INPUT MATERIAL:
──────

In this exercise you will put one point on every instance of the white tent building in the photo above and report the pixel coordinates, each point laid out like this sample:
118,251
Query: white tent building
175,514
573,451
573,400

──────

TASK BRIEF: Go through the records and print each one exactly.

ANSWER TO THIS PROBLEM:
In this exercise you will put one point on every instance of the white tent building in the photo above and report the pixel coordinates, each point laid out like this sample:
118,251
Query: white tent building
175,514
573,451
573,400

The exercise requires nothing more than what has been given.